___ Input data ___

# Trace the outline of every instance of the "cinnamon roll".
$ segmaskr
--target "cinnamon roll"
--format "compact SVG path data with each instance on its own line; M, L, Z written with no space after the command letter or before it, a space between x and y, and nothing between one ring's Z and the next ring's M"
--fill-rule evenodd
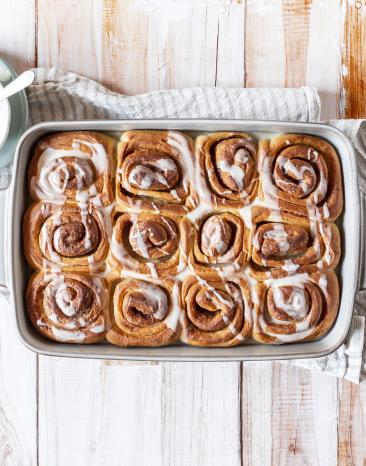
M263 215L264 214L264 215ZM256 214L254 213L254 216ZM259 280L294 273L334 269L341 246L337 226L282 213L281 219L256 216L252 234L251 274Z
M177 131L126 131L118 145L117 204L184 215L196 206L192 141Z
M315 340L333 325L339 305L334 272L299 274L257 285L253 338L260 343Z
M335 220L343 207L338 155L327 141L283 134L261 147L260 197L297 215Z
M24 216L24 253L35 269L98 270L108 253L108 220L92 204L32 204Z
M113 226L112 267L153 278L174 276L187 265L190 225L172 215L122 213Z
M214 207L240 208L254 199L257 142L251 136L236 132L198 136L196 153L205 183L201 190L207 191L203 197Z
M33 199L54 203L113 199L113 138L94 131L53 133L38 141L29 165Z
M187 277L182 285L182 341L194 346L236 346L251 331L248 285L221 279Z
M112 282L112 326L107 340L118 346L165 346L180 332L180 292L172 280L122 278Z
M45 273L29 281L27 310L34 327L63 343L104 339L108 308L105 282L81 273Z
M243 220L230 212L205 216L192 227L189 260L196 273L240 270L249 260L250 234Z

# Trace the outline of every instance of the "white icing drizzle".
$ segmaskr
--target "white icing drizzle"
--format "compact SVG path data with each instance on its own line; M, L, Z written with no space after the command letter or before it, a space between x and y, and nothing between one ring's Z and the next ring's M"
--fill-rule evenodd
M306 317L308 309L303 285L292 287L291 295L287 300L280 286L273 286L272 293L276 307L286 311L290 317L296 320Z
M91 155L81 151L80 144L88 146L91 149ZM74 164L78 189L83 188L87 197L92 197L92 193L96 192L90 162L98 175L108 171L108 158L104 146L75 139L72 150L53 149L50 146L45 146L38 160L37 175L31 179L31 188L39 199L50 199L54 203L63 203L66 200L65 192L70 178L67 160L71 157L78 160Z
M295 264L292 259L285 259L282 269L285 270L286 272L292 273L292 272L296 272L296 270L299 267L300 265Z
M287 233L283 223L275 223L272 226L272 230L267 230L263 234L263 237L274 239L278 243L281 253L286 253L290 249L290 243L287 241Z
M178 283L174 283L172 289L172 308L167 317L164 319L164 323L169 329L176 331L178 322L181 321L182 318L183 310L179 305L179 285Z
M242 190L244 187L244 171L241 167L235 164L230 164L227 160L221 160L217 164L217 168L224 173L227 173L234 180L238 189Z
M74 341L76 343L83 343L83 341L86 338L84 332L70 332L68 330L64 330L53 325L51 326L51 330L58 341Z

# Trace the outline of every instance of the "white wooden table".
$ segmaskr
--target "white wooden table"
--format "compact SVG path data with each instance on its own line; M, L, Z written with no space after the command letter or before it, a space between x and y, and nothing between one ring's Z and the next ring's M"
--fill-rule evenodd
M0 55L127 94L301 86L366 117L366 3L0 0ZM365 465L366 385L279 363L36 356L0 310L0 465Z

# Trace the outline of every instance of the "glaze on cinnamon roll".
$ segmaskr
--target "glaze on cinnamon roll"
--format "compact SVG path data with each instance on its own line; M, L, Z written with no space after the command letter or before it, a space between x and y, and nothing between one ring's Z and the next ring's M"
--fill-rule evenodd
M194 346L236 346L251 330L248 285L190 276L182 285L182 341Z
M186 219L147 212L123 213L113 226L109 262L117 269L153 278L172 277L187 265Z
M192 141L177 131L126 131L118 145L116 199L130 210L184 215L196 206Z
M257 143L251 136L234 132L198 136L196 153L207 190L204 197L214 207L240 208L254 199Z
M103 268L108 221L92 204L32 204L24 217L24 253L33 268L88 271Z
M112 201L113 138L94 131L53 133L38 141L28 177L33 199L58 204Z
M180 291L172 280L158 283L119 279L112 284L112 327L107 340L118 346L164 346L180 333Z
M314 340L333 325L339 305L334 272L299 274L257 285L253 338L261 343Z
M270 213L268 217L271 218ZM314 273L337 266L341 247L335 224L286 213L281 221L270 221L263 210L256 220L251 257L251 275L255 278Z
M343 208L338 155L325 140L283 134L261 144L262 199L291 213L335 220Z
M81 273L45 273L32 276L27 310L34 327L51 340L95 343L104 339L108 309L106 284Z
M243 220L232 213L213 213L193 231L190 263L198 274L232 268L238 271L249 259L250 235Z

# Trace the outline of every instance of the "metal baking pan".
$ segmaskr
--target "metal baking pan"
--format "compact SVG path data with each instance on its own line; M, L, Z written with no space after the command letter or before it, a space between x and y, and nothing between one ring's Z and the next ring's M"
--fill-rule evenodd
M337 149L343 170L345 208L338 221L342 233L343 256L338 267L341 300L338 318L323 338L314 342L280 346L248 343L233 348L198 348L173 345L162 348L119 348L109 343L75 345L45 339L32 327L25 308L28 267L23 256L22 220L29 203L26 170L33 144L47 133L68 130L121 132L130 129L175 129L181 131L245 131L273 136L275 133L306 133L328 140ZM266 134L269 133L269 134ZM22 342L31 350L53 356L165 361L237 361L310 358L329 354L345 340L352 317L359 280L360 200L353 148L343 133L332 126L313 123L291 123L243 120L118 120L47 122L33 126L19 141L10 189L0 192L0 228L7 228L7 241L0 254L0 283L9 290L16 326ZM4 211L6 210L6 212Z

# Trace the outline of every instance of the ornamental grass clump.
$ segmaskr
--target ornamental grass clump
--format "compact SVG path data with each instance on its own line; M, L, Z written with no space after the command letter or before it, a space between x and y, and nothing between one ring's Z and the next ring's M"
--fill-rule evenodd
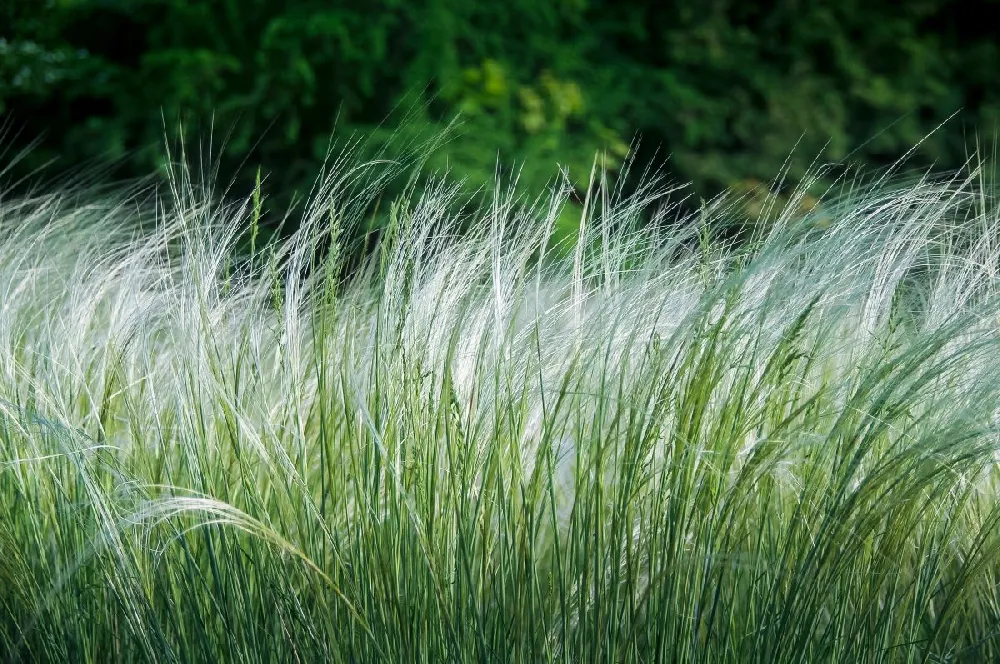
M567 240L568 188L445 176L358 261L396 168L250 252L259 194L183 168L0 198L2 659L1000 658L980 169L739 242L655 180Z

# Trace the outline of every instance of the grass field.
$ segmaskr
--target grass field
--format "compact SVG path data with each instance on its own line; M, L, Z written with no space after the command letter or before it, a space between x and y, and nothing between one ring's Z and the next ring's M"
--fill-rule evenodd
M0 198L0 659L1000 658L982 172L739 244L444 179L348 272L386 168L249 258L183 169Z

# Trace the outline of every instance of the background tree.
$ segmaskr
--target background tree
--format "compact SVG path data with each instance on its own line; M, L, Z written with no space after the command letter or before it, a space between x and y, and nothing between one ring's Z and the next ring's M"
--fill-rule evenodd
M536 189L595 152L691 182L692 200L771 181L817 157L957 168L1000 117L995 1L7 0L7 143L50 160L165 166L164 132L225 137L234 193L267 173L272 210L303 194L331 134L401 149L460 114L430 168L470 185L498 160ZM961 111L942 130L925 137ZM916 147L915 147L916 146Z

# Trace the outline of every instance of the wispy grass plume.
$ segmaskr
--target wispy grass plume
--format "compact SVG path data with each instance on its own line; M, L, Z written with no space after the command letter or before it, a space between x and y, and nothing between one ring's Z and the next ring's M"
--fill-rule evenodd
M734 244L595 169L567 247L396 168L264 246L184 169L0 197L3 659L1000 658L982 170Z

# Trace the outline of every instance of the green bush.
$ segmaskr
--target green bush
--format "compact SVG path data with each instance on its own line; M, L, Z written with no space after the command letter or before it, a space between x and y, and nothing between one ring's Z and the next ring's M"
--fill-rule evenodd
M639 136L636 170L691 182L696 208L779 173L789 190L817 158L884 167L913 149L914 167L959 168L1000 117L997 40L967 5L9 0L0 109L22 139L45 133L18 174L111 159L163 175L165 128L184 120L217 137L235 195L263 167L271 221L332 134L392 156L456 114L427 165L471 187L498 163L531 190L559 166L579 184L595 152L614 170Z

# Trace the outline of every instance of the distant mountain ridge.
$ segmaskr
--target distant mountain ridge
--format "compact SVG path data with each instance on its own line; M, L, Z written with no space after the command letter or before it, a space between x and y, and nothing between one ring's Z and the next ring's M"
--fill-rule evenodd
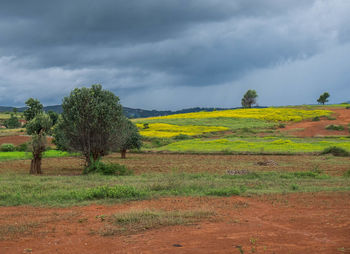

___

### Activity
Look above for the line with "# Trace the outline of every instance of the wispy"; retype exactly that line, every line after it up to the line with "--target green bush", and that line too, nothing else.

### Response
# Trace the outline of every instance of the wispy grass plume.
$ segmaskr
--target wispy grass plume
--format "compact SVG path data with each instance on its own line; M, L, Z written with no space after the command letter or before it, a space between x and y, and nothing between one ring's Z and the next ring's M"
--fill-rule evenodd
M734 244L595 169L567 247L396 168L264 246L184 169L0 197L3 659L1000 658L982 170Z

# Trace the outline of every instance of the green bush.
$ segmaskr
--target green bush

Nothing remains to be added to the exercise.